(Referring expression pointing data)
============================================================
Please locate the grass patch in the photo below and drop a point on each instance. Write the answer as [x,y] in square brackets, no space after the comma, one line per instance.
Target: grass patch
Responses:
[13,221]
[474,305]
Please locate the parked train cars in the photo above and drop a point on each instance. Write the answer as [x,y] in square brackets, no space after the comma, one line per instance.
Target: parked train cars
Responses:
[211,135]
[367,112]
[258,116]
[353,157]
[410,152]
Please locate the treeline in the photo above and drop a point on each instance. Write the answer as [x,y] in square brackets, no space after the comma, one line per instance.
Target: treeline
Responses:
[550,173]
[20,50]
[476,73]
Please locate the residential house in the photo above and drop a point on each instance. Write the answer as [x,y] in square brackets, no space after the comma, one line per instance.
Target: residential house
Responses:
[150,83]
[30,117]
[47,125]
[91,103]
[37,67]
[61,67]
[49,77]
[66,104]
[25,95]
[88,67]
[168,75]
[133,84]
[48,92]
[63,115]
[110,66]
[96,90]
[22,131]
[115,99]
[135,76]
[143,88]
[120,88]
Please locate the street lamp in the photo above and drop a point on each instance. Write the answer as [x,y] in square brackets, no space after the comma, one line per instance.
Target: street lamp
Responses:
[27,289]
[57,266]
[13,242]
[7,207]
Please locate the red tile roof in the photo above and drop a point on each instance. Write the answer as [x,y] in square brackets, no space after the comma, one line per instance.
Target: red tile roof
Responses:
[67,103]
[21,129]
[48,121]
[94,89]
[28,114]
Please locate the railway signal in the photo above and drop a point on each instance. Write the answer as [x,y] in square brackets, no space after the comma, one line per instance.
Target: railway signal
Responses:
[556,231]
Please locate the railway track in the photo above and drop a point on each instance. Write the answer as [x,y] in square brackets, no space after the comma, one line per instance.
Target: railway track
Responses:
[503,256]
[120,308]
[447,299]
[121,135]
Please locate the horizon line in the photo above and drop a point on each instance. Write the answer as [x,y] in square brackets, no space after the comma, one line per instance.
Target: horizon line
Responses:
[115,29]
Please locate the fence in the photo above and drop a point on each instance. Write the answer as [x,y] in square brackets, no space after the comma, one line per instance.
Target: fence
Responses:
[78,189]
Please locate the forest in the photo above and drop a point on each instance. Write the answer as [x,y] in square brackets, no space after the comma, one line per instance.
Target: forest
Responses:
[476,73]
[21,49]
============================================================
* **Instructions for the task**: Each record above should be repeated exactly as it appears.

* **Completed exercise**:
Please locate the grass patch in the photo below and drop a point on each instance. Write the answer as [x,y] in square brackets, no space after the comma, one line per instance.
Target: grass patch
Responses:
[13,221]
[474,305]
Please locate the parked train cars in the photo above and drop a point on each instance. Write the answer as [x,y] in square brackets, no space after the comma, one line per instance.
Target: parked train cars
Responses:
[211,135]
[367,112]
[258,116]
[353,157]
[410,152]
Please locate the treeline in the photo above and drop a point on each instance. Write the answer as [x,y] in square brackets, no space after the comma, one line per instance.
Target: treeline
Responses:
[550,173]
[20,50]
[476,73]
Please locate the residential house in the photo above and drop a point on each instance. Write the answer as [x,y] in square brackets, no space after the comma, one line per instance.
Target: residential house
Responses:
[150,83]
[30,117]
[47,125]
[91,103]
[37,67]
[61,67]
[49,77]
[66,104]
[25,95]
[88,67]
[168,75]
[133,84]
[48,92]
[63,115]
[110,66]
[96,90]
[22,131]
[115,99]
[135,76]
[143,88]
[120,88]
Please locate the street lamp in the photo above and drop a point on each instance. Write the answer as [x,y] in square brackets, no space after the comma, one line per instance.
Target: street lamp
Responses:
[27,289]
[57,266]
[13,242]
[7,207]
Please locate the red tile roof in the photo above and drop a point on each instance. Write the answer as [x,y] in square brackets, no space after the comma, one line per instance.
Target: red tile roof
Responses:
[67,103]
[21,129]
[48,121]
[94,89]
[28,114]
Please locate the railway signal in the photo above and drop a point on each instance. Write the answer as [x,y] in square brackets, no space after the comma, one line per instance.
Target: railway signal
Responses:
[556,231]
Please locate the railway track in the photo above and drop a point on each instance. Write the answer as [x,y] in square brackets, no space after the comma, one line per instance.
Target: railway track
Responses:
[503,256]
[120,308]
[447,299]
[121,135]
Please locate the horizon line in the photo above and drop a point on each instance. Write the answer as [x,y] in square brackets, no space after the comma, one line per instance.
Target: horizon line
Responses:
[115,29]
Please locate the fence in the photo above and drop a point on each instance. Write the answer as [x,y] in square brackets, no space after the comma, one line per instance.
Target: fence
Responses:
[78,189]
Please locate the forest in the photo above and drop a point on each instance. Write the answer as [x,y] in square brackets, no space after the comma, one line per instance.
Target: forest
Responses:
[476,73]
[21,49]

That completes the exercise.